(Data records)
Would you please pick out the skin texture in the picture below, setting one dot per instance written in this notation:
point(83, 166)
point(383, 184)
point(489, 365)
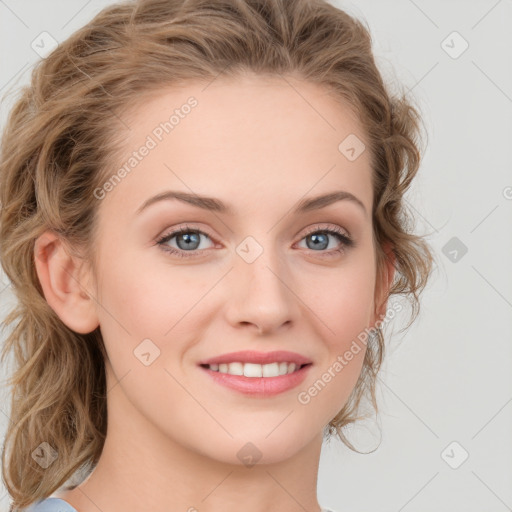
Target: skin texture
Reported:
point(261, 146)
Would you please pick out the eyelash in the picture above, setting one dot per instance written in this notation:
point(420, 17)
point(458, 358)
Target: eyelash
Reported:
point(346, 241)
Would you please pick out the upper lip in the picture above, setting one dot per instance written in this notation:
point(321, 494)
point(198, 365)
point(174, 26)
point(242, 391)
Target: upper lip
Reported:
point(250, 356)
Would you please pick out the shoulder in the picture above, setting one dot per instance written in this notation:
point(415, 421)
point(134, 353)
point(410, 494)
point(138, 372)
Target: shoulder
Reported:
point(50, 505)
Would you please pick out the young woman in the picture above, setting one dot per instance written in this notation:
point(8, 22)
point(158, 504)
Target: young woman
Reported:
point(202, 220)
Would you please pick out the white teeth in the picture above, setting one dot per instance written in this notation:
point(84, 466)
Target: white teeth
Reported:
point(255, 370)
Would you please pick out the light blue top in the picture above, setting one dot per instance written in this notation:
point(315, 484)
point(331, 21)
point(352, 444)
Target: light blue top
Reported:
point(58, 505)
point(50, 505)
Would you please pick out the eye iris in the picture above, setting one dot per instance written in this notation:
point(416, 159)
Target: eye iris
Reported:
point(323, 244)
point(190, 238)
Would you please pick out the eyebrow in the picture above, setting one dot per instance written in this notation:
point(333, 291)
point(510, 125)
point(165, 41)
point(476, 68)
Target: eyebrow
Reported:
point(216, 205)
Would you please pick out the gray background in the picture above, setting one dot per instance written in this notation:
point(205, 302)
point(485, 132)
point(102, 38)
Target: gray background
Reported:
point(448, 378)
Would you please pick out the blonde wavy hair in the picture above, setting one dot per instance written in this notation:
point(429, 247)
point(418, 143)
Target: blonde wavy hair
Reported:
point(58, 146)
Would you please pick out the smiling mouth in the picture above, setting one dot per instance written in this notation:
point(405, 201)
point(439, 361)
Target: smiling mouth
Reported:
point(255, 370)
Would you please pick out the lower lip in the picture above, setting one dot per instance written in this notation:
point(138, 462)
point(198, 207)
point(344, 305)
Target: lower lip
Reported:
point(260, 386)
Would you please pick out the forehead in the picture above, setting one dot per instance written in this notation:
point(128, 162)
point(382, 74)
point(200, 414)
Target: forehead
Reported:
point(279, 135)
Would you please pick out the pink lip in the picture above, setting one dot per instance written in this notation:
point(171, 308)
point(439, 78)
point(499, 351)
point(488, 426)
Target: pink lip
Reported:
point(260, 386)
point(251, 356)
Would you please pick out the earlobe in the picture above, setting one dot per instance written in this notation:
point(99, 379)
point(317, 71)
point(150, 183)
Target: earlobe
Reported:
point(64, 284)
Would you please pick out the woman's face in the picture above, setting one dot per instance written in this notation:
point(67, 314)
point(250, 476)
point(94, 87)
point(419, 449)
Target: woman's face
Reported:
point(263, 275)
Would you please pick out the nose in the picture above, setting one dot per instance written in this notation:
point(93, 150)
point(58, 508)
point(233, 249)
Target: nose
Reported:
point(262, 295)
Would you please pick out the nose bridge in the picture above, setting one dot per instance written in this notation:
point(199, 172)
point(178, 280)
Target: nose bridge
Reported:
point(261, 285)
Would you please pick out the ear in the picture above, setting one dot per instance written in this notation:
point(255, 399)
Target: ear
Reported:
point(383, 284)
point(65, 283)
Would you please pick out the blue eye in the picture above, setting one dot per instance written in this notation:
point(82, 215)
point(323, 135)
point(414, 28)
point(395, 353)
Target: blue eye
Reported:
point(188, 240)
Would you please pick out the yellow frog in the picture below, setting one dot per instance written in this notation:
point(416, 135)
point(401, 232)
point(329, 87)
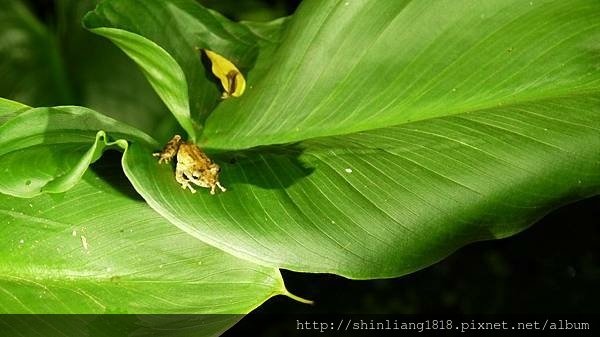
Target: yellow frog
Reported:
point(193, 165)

▸ **YOUR GOAL**
Copy every row above word for word, leaving out the pictures.

▸ **CORRECT RESPONSE**
Would you please pick out the skin texture in the picture below, setting one dot per instance written in this notation:
point(83, 166)
point(383, 184)
point(489, 365)
Target: skin texture
Reported:
point(261, 146)
Would you please pick out the eyelash in the picture above, setting one dot per instance written in this notation:
point(420, 17)
point(458, 358)
Target: eyelash
Reported:
point(346, 241)
Would you please pick out the upper lip in the picture above, setting one dot per instance written in this notation:
point(321, 494)
point(198, 365)
point(174, 26)
point(242, 391)
Target: upper lip
Reported:
point(250, 356)
Would you please pick out the shoulder in the picture above, setting one dot per instance written in this notation:
point(415, 421)
point(134, 353)
point(410, 494)
point(138, 372)
Target: shoulder
Reported:
point(50, 505)
Would you please pick out the young woman in the picture above, setting one dot per instance written in this notation:
point(8, 22)
point(158, 504)
Target: young woman
Reported:
point(202, 220)
Would you please pick out the white teeth in the picture above, setting one dot per instance written in this notation:
point(84, 466)
Target: white teeth
Reported:
point(255, 370)
Would you please pick out the light blue top in the picture above, setting one dot per instance written in this notation:
point(315, 484)
point(331, 21)
point(352, 444)
Target: light blue top
Reported:
point(58, 505)
point(50, 505)
Would you please pick out the eye iris in the picture above, setting one dot per instance written in this notation:
point(416, 159)
Target: eye iris
Reported:
point(323, 244)
point(190, 238)
Would you please pick out the eyebrow in the picture above, setting one dot per instance written in this notation:
point(333, 291)
point(510, 125)
point(165, 41)
point(476, 68)
Target: eyebrow
Reported:
point(216, 205)
Would you please pick out the gray background in the picture above, setting one dot per instance written in this notation:
point(205, 302)
point(485, 132)
point(102, 38)
Target: gray background
Reported:
point(448, 378)
Would you please pick out the blonde wavy hair in the picture above, setting one dot per instance written in this notation:
point(429, 247)
point(418, 143)
Target: blonde wavy hair
Reported:
point(58, 146)
Would you please pick out the smiling mouth in the picture above, setting one dot per instance written in this notation:
point(405, 201)
point(439, 361)
Target: smiling mouth
Reported:
point(255, 370)
Would you please pick out the lower lip in the picture above, setting one dot per instance written in this notation:
point(138, 462)
point(198, 207)
point(344, 305)
Target: lower lip
Reported:
point(260, 386)
Would you please pick out the forehead in the picture above, setting one dot per instance written in this notation:
point(128, 162)
point(382, 74)
point(200, 414)
Target: forehead
Reported:
point(279, 135)
Would you please pick out the pink lip in the picture above, setting one dot per instance written in this notation:
point(171, 308)
point(439, 78)
point(499, 351)
point(488, 426)
Target: pink lip
Reported:
point(260, 386)
point(251, 356)
Would you please pick out the earlobe in the picture above, setting one dot per instance written in this notation:
point(99, 379)
point(317, 71)
point(150, 183)
Target: earlobe
Reported:
point(64, 284)
Would you please pick out the woman's face in the picture above, setting one dot per instance written in this notation:
point(67, 314)
point(250, 476)
point(94, 87)
point(419, 449)
Target: woman's face
Reported:
point(263, 275)
Would you please pick out the nose in the picture above, setting one dot per instance written in this notation:
point(93, 150)
point(58, 508)
point(233, 249)
Target: nose
Reported:
point(262, 295)
Would you please pick out the nose bridge in the picture above, setting one dot per instance written in this notation:
point(199, 172)
point(178, 280)
Target: nose bridge
Reported:
point(261, 285)
Would you please pick out the ear in the picture above, setting one dot per instance written in this notation:
point(255, 399)
Target: ear
Reported:
point(383, 284)
point(65, 283)
Would you please pick out the blue eye in the picture above, setting one dot per instance written in this notation:
point(82, 215)
point(323, 135)
point(414, 28)
point(395, 353)
Target: blue eye
Reported:
point(188, 240)
Would you please pick out the yellow frog in the picture below, setting one dot per instance written in this notation:
point(416, 135)
point(401, 232)
point(329, 87)
Target: yellow frog
Reported:
point(193, 165)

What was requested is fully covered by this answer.